_EXTRACTED TEXT_

------

Two problems

[fbellman]

I have a Calc worksheet due soon, and I've finished most of the problems, but two of them are causing me some problems...

7. A swimmer is at a point 500m from the closest point on a straight shoreline. She needs to reach a cottage located 1800m down the shore from the closest point. If she swims at 4 m/s and she walks at 6 m/s, how far from the cottage should she come ashore so as to arrive at the cottage in the shortest time?

^ I have no idea how to even begin this problem. I'm at a complete loss.

14. An inverted conical container has a diameter of 42 in and a depth of 15 in. If water is flowing out of the vertex of the container at a rate of 35pi inches^3/sec, how fast is the depth of the water dropping when the height is 5 inches?

^ For this one, I know that whatever I do will involve the derivative. And I know that the volume of a cone is (pi*r^2*h)/3. After this, I'm stuck..

Thanks a lot for any help!

 

[galactus]

You know the volume of a cone formula.

Find \(\displaystyle \L\\\frac{dh}{dt}\) given that \(\displaystyle \L\\\frac{dV}{dt}={-35}{\pi}\ in^{3}/sec\)

Use similar triangles to get \(\displaystyle \L\\\frac{r}{h}=\frac{21}{15}\)

\(\displaystyle \L\\r=\frac{7h}{5}\).

\(\displaystyle \L\\V=\frac{{\pi}}{3}(\frac{7h}{5})^{2}h=\frac{49h^{3}{\pi}}{75}\).

You are now in terms of h(that is what you're asked to find). Differentiate with respect to time and solve for dh/dt.

 

[TchrWill]

A swimmer is at a point 500m from the closest point on a straight shoreline. She needs to reach a cottage located 1800m down the shore from the closest point. If she swims at 4 m/s and she walks at 6 m/s, how far from the cottage should she come ashore so as to arrive at the cottage in the shortest time?

Here is a similar problem process which should enable tou to solve your problem.

Crossing to a Destination in Minimum Time

A man lives in a cabin on the north edge of a 1 mile wide river. The nearest source of food and supplies is a supply depot on the other side of the river and 3 miles downstream measured parallel to the river banks.
He gets across the river in a motot boat that travels at the speed of 5 mph.
Once reaching the other side of the river, he runs the remaining distance at a speed of 10 mph.
How far downstream from his cabin (measured parallel to the river bank) should he motor in order that he reaches the depot n the minimum time?

First a picture:
Draw two horizontal lines 1 inch apart representing the river banks running east-west.
Locate point A (the cabin) toward the left end of the upper line (the north bank).
Locate point B (the depot) 3 inches to the right of point A measured parallel to the river banks.

------

_TASK INPUT_
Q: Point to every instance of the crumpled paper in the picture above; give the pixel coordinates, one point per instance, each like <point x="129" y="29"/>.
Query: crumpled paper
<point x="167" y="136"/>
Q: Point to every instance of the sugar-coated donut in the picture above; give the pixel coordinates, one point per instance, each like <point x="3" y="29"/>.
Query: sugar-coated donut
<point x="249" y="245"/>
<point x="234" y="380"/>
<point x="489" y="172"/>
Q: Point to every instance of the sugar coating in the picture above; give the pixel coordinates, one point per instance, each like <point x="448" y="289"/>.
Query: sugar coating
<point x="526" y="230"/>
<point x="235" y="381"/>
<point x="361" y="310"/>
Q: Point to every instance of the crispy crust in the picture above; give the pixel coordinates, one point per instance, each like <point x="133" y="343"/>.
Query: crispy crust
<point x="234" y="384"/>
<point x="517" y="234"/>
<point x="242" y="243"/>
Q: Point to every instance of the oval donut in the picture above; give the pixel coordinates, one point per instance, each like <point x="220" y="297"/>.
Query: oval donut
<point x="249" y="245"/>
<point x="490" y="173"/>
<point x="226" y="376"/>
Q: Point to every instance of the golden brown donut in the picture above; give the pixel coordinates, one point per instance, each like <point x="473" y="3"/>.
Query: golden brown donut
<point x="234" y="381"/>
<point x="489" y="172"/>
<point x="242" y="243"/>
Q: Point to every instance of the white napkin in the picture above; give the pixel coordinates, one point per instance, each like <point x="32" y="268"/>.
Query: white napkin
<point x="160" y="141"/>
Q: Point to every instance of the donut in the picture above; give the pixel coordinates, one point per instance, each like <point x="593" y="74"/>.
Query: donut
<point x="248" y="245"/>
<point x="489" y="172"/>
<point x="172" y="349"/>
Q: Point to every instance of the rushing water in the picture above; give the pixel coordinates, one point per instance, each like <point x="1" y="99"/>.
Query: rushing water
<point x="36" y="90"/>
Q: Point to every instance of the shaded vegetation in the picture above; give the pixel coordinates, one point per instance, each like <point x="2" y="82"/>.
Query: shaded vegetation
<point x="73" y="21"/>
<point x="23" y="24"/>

------

_WRITTEN EXERCISE A_
Pull out every line of the records that contains the word "paper", matching case.
_WRITTEN EXERCISE B_
Write the next part of the calculus homework thread, picking up after its last sentence.

_EXERCISE ANSWER A_
Q: Point to every instance of the crumpled paper in the picture above; give the pixel coordinates, one point per instance, each like <point x="129" y="29"/>.
Query: crumpled paper

_EXERCISE ANSWER B_
Locate point C immediately due south of point A on the southern river bank.
Locate point D (the landing point of the boat) somewhere to the right of point C.
AD represents the path of the motor boat while crossing the river.
DB represents the running path.
Let CD = "X" and CB = L
Let the width of the river be AC = "D".
Let the speed of the motor boat be Vb.
Let the running speed be Vr.
The time to travel from A to B is given by T = (X^2 + D^2)^(1/2) + (L - X)/Vr
..........................................................................Vb
The minimum travel time can be obtained by equating the first derivitive, dT/dX to zero.
dT/dX =..........X........ ...... - 1 = 0
...........Vb(X^2 + D^2)^1/2....Vr

Then, XVr = (X^2 + D^2)^1/2
..........Vb

Squaring both sides yields X^2(Vr^2) = (X^2 + D^2)
..........................................Vb^2

Then, X^2 = X^2(Vb^2/Vr^2) + D^2(Vb^2/Vr^2) or

X^2[1 - (Vb/Vr)^2] = D^2(Vb/Vr)^2 or

X^2 = D^2(Vb/Vr)^2
........[1 - (Vb/Vr)^2]

Taking the square root of both sides yields X = .......D(Vb/Vr)......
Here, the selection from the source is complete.